#### [Request A]
Using the essay on screenwriting and novel writing below, answer each question on its own line:
(i) What two loves does the writer say they had as a kid?
(ii) What one major similarity between the two mediums does the essay name?
(iii) What were movies once known as?
#### [Request B]
Reproduce word for word the stretch of the essay on screenwriting and novel writing below from "If you had a" through "but can’t articulate.".

#### [Passage shown]
Five Top Differences between Screenwriting and Novel Writing
When I was a kid, I wanted to be a writer. I had two loves – movies and novels. I hardly dared hope I’d get to write either, let alone both. It took me a quite a few years to become a screenwriter and many more to become a novelist. In that time, I read and studied a ton of books. I worked as an assistant to a producer, then as a script executive in a film company where I watched countless movies and read what seemed like endless screenplays, before finally plucking up the courage to write my own work. So I now have experience writing in both mediums and I’ve found there is one major similarity – storytelling. In both screenplays and novels, I’m simply trying to tell the story in the most engaging, most moving, most thought-provoking way I can. Easier said than done, I know.
Now for the differences, of which there are several, but I’m going to suggest the five that immediately come to mind.
If you had a screenplay in one hand and novel in the other, this might be the most obvious difference. Yes, you’d see some dialogue in the novel, but the screenplay would almost entirely be made up of a column of dialogue running down the middle of the page. Movies were once known as ‘the talkies’ and, as a screenwriter, I have to use dialogue to serve many purposes - to reveal character, plot and theme. I have to think about what characters don’t say as well as say, what they wish they’d said, what they regret saying, what they’re trying to say but can’t articulate.

#### [Information provided]
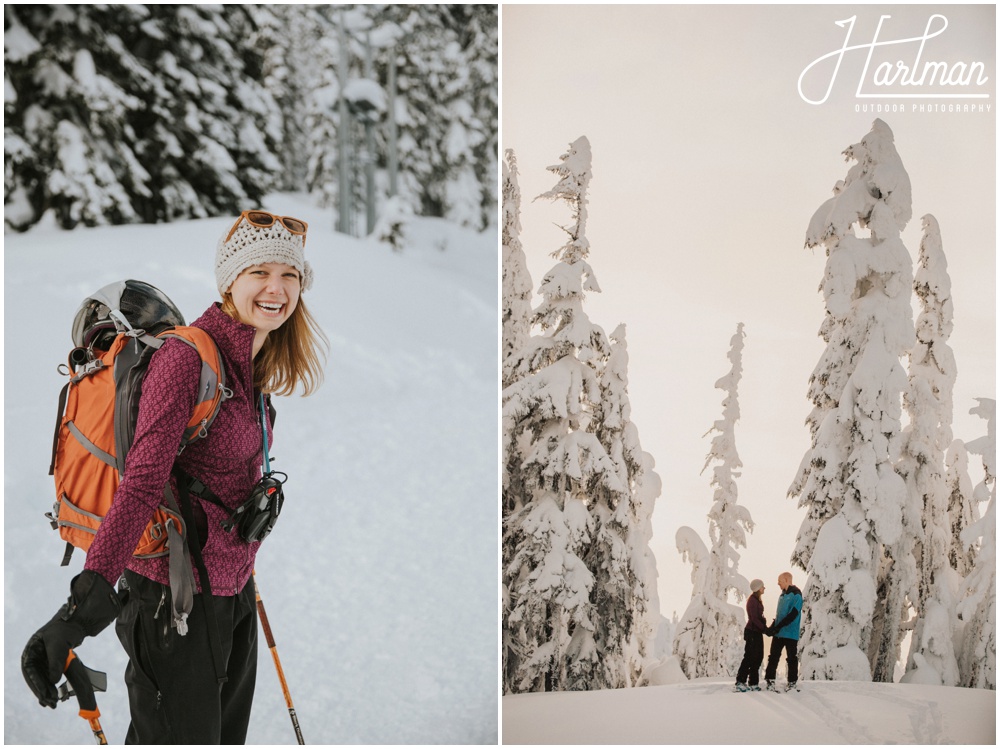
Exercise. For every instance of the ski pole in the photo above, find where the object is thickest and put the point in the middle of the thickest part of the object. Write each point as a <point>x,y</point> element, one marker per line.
<point>82,681</point>
<point>277,662</point>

#### [Full response A]
(i) Movies and novels
(ii) Storytelling
(iii) "The talkies"

#### [Full response B]
If you had a screenplay in one hand and novel in the other, this might be the most obvious difference. Yes, you’d see some dialogue in the novel, but the screenplay would almost entirely be made up of a column of dialogue running down the middle of the page. Movies were once known as ‘the talkies’ and, as a screenwriter, I have to use dialogue to serve many purposes - to reveal character, plot and theme. I have to think about what characters don’t say as well as say, what they wish they’d said, what they regret saying, what they’re trying to say but can’t articulate.